:: Recorded data ::
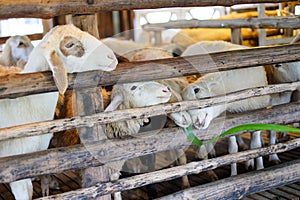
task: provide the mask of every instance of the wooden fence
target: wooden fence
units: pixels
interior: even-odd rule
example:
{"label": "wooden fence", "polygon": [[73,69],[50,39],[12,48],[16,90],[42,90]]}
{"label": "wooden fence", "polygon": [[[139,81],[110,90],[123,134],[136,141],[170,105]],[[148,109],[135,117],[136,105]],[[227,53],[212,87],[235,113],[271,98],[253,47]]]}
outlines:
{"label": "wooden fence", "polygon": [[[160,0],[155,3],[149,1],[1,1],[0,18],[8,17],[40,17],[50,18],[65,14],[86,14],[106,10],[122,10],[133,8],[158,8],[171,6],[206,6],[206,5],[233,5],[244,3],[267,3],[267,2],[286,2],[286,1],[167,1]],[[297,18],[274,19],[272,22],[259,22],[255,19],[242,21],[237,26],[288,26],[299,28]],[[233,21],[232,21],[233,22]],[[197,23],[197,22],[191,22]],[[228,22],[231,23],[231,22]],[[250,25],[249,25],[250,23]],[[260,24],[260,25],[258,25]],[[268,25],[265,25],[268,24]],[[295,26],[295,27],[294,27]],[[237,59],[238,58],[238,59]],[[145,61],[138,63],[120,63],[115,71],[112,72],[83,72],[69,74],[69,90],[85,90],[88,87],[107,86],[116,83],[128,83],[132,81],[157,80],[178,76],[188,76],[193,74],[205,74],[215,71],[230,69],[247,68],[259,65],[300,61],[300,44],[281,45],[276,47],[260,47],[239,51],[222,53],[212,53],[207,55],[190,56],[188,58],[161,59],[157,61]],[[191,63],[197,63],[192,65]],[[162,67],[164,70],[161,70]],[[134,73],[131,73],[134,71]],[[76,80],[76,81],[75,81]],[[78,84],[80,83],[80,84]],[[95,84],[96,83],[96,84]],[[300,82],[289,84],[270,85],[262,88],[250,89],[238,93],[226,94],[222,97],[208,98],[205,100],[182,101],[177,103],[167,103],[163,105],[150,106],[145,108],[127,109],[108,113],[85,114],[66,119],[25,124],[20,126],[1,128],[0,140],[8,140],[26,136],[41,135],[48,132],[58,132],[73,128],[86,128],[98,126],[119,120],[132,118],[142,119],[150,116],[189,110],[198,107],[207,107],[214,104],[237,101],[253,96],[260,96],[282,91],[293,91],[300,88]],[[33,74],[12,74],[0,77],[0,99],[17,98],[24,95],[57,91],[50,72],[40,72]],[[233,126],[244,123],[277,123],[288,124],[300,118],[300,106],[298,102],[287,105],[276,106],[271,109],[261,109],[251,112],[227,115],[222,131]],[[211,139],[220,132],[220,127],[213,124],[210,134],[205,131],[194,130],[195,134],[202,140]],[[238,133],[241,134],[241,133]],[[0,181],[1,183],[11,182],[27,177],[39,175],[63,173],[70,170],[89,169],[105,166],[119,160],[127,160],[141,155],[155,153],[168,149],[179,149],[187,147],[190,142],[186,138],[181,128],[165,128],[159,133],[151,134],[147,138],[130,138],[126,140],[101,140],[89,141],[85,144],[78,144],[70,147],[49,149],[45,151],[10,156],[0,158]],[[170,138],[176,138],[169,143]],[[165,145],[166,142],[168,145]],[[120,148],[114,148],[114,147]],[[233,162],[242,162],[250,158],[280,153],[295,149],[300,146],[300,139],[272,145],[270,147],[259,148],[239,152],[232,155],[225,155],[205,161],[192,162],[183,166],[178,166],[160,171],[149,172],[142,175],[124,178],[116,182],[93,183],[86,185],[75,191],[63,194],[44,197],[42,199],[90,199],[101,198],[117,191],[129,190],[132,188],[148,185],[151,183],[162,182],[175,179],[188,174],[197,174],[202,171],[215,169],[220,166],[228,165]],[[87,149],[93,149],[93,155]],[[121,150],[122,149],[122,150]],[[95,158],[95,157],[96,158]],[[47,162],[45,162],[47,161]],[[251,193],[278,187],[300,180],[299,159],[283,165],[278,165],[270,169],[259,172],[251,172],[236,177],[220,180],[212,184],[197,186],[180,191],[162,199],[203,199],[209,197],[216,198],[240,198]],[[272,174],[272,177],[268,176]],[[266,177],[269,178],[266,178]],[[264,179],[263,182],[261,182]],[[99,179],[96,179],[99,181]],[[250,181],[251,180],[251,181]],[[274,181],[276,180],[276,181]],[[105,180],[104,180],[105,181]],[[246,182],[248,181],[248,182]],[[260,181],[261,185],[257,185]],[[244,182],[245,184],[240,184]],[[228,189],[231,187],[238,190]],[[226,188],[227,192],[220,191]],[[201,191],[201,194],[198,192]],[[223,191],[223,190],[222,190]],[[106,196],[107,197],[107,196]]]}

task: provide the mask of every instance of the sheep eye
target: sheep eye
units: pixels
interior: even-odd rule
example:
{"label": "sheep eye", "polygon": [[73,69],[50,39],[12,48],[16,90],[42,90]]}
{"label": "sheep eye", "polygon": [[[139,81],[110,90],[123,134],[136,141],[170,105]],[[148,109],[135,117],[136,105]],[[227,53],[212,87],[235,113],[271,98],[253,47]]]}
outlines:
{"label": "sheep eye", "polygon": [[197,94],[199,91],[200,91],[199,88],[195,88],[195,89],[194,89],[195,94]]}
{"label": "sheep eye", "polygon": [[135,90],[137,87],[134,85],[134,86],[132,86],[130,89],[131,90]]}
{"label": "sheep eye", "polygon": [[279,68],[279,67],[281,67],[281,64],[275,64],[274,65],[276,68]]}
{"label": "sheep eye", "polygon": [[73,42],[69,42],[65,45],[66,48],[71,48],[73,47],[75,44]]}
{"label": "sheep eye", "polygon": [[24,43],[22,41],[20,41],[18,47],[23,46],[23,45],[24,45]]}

:: What the task asks ::
Transcribe every record above exactly, leaving out the pictures.

:: Exercise solution ::
task: provide the mask of every instance of the wooden fence
target: wooden fence
units: pixels
interior: even-odd rule
example:
{"label": "wooden fence", "polygon": [[73,69],[50,39],[12,48],[16,90],[42,90]]}
{"label": "wooden fence", "polygon": [[[139,81],[110,90],[123,134],[136,141],[170,105]],[[148,109],[135,117],[136,105]],[[227,53],[212,87],[235,113],[271,98],[253,47]]]}
outlines:
{"label": "wooden fence", "polygon": [[[160,0],[155,3],[149,1],[1,1],[0,18],[8,17],[40,17],[50,18],[65,14],[86,14],[106,10],[122,10],[133,8],[158,8],[171,6],[206,6],[206,5],[233,5],[244,3],[267,3],[267,2],[286,2],[286,1],[167,1]],[[297,18],[274,19],[272,22],[259,22],[255,19],[242,21],[237,26],[288,26],[299,28]],[[233,21],[232,21],[233,22]],[[197,23],[197,22],[191,22]],[[228,22],[231,23],[231,22]],[[250,25],[249,25],[250,23]],[[260,24],[260,25],[258,25]],[[268,25],[265,25],[268,24]],[[295,26],[295,27],[294,27]],[[237,59],[238,58],[238,59]],[[145,61],[138,63],[120,63],[115,71],[112,72],[83,72],[69,74],[69,90],[85,90],[88,87],[107,86],[116,83],[128,83],[132,81],[157,80],[178,76],[188,76],[193,74],[205,74],[215,71],[230,69],[247,68],[259,65],[300,61],[300,44],[281,45],[276,47],[260,47],[239,51],[222,53],[212,53],[207,55],[190,56],[188,58],[161,59],[157,61]],[[191,63],[197,63],[192,65]],[[162,67],[164,70],[161,70]],[[134,73],[131,73],[134,71]],[[76,80],[76,81],[75,81]],[[78,84],[80,83],[80,84]],[[95,84],[96,83],[96,84]],[[300,82],[289,84],[270,85],[262,88],[250,89],[238,93],[226,94],[222,97],[208,98],[205,100],[182,101],[177,103],[167,103],[163,105],[150,106],[145,108],[127,109],[108,113],[85,114],[66,119],[25,124],[20,126],[1,128],[0,140],[8,140],[26,136],[41,135],[48,132],[58,132],[73,128],[86,128],[98,126],[119,120],[132,118],[142,119],[150,116],[189,110],[198,107],[207,107],[214,104],[237,101],[253,96],[260,96],[282,91],[293,91],[300,88]],[[33,74],[12,74],[0,77],[0,99],[17,98],[24,95],[57,91],[50,72],[40,72]],[[233,126],[244,123],[277,123],[288,124],[300,118],[300,106],[298,102],[287,105],[276,106],[271,109],[261,109],[251,112],[227,115],[222,131]],[[211,139],[220,132],[220,127],[213,124],[210,134],[205,131],[194,130],[195,134],[202,140]],[[238,133],[241,134],[241,133]],[[0,181],[1,183],[11,182],[27,177],[39,175],[63,173],[70,170],[89,169],[105,166],[119,160],[127,160],[141,155],[155,153],[168,149],[179,149],[187,147],[190,142],[186,138],[181,128],[165,128],[159,133],[151,134],[147,138],[130,138],[126,140],[101,140],[89,141],[85,144],[78,144],[70,147],[49,149],[45,151],[10,156],[0,158]],[[170,138],[176,138],[169,143]],[[165,145],[166,142],[168,145]],[[120,148],[114,148],[114,147]],[[233,162],[242,162],[250,158],[280,153],[295,149],[300,146],[300,139],[272,145],[270,147],[259,148],[239,152],[232,155],[225,155],[205,161],[192,162],[183,166],[178,166],[160,171],[149,172],[142,175],[124,178],[116,182],[93,183],[86,185],[75,191],[63,194],[44,197],[42,199],[90,199],[101,198],[117,191],[129,190],[132,188],[148,185],[151,183],[162,182],[175,179],[188,174],[197,174],[202,171],[215,169],[220,166],[228,165]],[[87,149],[93,149],[93,155]],[[121,150],[122,149],[122,150]],[[95,158],[95,157],[96,158]],[[47,162],[45,162],[47,161]],[[251,193],[278,187],[300,180],[299,159],[283,165],[278,165],[270,169],[259,172],[251,172],[236,177],[220,180],[212,184],[197,186],[180,191],[162,199],[203,199],[209,197],[216,198],[240,198]],[[272,174],[272,177],[268,176]],[[266,177],[269,178],[266,178]],[[264,179],[263,182],[261,182]],[[99,179],[96,179],[99,181]],[[250,181],[251,180],[251,181]],[[274,181],[276,180],[276,181]],[[105,180],[104,180],[105,181]],[[246,182],[248,181],[248,182]],[[260,181],[261,185],[257,185]],[[244,182],[245,184],[240,184]],[[228,189],[231,187],[238,190]],[[226,188],[227,192],[220,191]],[[201,191],[201,194],[198,192]],[[223,191],[223,190],[222,190]],[[106,196],[107,197],[107,196]]]}

task: provide the mask of every instance of the sheep eye
target: sheep eye
units: pixels
interior: even-odd rule
example:
{"label": "sheep eye", "polygon": [[73,69],[50,39],[12,48],[16,90],[42,90]]}
{"label": "sheep eye", "polygon": [[[139,81],[110,90],[123,134],[136,141],[170,105]],[[148,109],[135,117],[136,105]],[[227,53],[212,87],[235,113],[271,98],[253,47]]]}
outlines:
{"label": "sheep eye", "polygon": [[197,94],[199,91],[200,91],[199,88],[195,88],[195,89],[194,89],[195,94]]}
{"label": "sheep eye", "polygon": [[135,90],[137,87],[134,85],[134,86],[132,86],[130,89],[131,90]]}
{"label": "sheep eye", "polygon": [[279,68],[279,67],[281,67],[281,64],[275,64],[274,65],[276,68]]}
{"label": "sheep eye", "polygon": [[73,42],[69,42],[65,45],[66,48],[71,48],[73,47],[75,44]]}
{"label": "sheep eye", "polygon": [[24,43],[22,41],[20,41],[18,47],[23,46],[23,45],[24,45]]}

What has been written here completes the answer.